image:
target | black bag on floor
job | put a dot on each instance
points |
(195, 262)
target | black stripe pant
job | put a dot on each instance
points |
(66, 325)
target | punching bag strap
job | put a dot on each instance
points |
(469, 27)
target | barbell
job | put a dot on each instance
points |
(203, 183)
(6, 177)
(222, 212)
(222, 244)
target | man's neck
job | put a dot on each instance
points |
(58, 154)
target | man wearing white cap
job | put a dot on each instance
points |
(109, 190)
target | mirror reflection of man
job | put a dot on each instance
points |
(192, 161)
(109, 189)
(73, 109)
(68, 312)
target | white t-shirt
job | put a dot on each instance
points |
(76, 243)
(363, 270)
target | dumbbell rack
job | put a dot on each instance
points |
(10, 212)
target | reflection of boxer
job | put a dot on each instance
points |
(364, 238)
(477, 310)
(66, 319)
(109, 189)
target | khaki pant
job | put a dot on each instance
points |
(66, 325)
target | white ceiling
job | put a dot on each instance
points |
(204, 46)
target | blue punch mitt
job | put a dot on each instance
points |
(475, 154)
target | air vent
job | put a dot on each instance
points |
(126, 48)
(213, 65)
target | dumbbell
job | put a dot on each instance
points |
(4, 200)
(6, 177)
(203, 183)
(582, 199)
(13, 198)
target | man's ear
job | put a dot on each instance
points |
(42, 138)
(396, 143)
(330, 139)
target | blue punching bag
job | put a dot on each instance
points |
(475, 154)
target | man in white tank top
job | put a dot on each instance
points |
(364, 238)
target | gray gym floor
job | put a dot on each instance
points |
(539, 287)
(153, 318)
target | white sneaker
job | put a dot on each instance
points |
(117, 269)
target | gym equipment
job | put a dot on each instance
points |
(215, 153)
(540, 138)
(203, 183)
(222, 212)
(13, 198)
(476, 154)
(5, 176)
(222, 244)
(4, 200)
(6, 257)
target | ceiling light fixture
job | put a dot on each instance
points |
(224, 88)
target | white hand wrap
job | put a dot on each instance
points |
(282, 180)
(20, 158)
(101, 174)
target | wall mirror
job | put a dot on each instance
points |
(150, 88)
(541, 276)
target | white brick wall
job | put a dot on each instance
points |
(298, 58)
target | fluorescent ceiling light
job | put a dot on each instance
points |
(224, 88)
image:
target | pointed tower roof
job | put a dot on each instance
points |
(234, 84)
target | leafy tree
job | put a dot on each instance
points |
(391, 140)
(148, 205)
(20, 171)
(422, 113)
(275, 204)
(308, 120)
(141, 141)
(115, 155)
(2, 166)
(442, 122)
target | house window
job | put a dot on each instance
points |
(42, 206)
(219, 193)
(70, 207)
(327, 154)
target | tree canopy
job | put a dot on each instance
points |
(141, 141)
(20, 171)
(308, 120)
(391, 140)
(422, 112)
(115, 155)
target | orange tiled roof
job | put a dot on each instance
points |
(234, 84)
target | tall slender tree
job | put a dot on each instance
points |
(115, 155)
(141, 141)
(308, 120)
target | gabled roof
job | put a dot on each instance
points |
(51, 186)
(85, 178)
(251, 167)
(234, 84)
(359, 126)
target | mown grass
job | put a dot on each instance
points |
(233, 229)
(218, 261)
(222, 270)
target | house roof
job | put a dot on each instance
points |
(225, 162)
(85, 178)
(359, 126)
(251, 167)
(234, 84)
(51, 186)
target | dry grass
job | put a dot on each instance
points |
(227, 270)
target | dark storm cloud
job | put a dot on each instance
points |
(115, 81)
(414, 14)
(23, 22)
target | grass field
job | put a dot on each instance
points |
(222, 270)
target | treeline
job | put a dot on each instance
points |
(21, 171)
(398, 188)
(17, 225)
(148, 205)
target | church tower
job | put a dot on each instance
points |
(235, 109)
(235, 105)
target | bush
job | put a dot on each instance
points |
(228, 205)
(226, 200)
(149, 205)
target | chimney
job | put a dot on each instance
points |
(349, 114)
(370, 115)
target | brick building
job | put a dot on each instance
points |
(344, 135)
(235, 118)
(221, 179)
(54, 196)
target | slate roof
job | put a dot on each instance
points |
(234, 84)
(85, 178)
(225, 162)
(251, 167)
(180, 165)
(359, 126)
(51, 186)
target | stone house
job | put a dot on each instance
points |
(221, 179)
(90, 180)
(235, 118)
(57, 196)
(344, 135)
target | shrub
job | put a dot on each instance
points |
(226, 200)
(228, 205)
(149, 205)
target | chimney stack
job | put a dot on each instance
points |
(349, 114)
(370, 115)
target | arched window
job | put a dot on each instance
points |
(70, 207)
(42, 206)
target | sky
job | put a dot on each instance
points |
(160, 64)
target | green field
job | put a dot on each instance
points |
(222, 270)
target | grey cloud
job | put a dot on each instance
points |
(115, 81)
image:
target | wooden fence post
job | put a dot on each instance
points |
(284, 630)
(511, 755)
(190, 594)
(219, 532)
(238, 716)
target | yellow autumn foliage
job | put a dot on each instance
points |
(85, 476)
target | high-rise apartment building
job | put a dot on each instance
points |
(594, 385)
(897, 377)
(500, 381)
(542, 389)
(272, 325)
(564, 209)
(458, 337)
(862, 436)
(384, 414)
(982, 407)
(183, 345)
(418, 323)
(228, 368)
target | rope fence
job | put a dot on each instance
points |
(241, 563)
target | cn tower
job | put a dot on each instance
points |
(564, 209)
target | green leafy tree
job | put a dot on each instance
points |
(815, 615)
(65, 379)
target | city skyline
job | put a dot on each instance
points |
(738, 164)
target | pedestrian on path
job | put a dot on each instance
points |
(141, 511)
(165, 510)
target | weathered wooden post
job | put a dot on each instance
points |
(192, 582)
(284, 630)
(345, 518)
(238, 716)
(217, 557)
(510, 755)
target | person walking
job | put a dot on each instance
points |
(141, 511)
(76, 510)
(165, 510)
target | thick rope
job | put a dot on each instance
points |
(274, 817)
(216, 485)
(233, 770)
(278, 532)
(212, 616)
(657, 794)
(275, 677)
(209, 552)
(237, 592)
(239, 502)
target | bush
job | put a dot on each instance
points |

▸ **What to produce**
How many of the lines above include the string "pant"? Answer with the number only.

▸ **Expected answer**
2